#### YOUR OBJECTIVE
Scan the data below for lines holding the word "bark", and copy each line found.

Dataset entries

┌──

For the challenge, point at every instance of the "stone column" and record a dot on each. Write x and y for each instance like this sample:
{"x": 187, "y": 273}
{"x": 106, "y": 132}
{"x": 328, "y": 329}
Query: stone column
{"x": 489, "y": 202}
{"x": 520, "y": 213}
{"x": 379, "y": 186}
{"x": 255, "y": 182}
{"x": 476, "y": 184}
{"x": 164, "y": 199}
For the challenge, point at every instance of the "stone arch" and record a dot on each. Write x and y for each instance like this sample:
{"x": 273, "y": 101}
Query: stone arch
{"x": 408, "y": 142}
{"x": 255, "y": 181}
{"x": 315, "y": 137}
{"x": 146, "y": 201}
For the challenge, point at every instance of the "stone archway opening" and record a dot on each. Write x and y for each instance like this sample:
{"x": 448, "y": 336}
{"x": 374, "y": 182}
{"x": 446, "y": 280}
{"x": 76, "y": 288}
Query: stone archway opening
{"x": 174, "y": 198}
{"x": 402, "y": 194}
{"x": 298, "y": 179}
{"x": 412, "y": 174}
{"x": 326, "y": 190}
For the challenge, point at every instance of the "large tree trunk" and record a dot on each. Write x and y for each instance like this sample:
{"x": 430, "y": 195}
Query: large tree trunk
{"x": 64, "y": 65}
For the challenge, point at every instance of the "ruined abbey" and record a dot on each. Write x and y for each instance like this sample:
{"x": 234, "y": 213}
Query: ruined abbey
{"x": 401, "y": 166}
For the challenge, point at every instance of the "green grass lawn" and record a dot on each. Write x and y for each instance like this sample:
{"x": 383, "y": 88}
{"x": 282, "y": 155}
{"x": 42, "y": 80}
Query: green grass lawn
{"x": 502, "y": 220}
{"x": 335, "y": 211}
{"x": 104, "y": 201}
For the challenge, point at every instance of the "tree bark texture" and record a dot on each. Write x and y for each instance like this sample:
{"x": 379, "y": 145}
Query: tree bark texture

└──

#### RESULT FOR THIS TASK
For the challenge, point at every instance of the "tree bark texture" and record a dot on each. Write x and y for each instance like this sample:
Query: tree bark texture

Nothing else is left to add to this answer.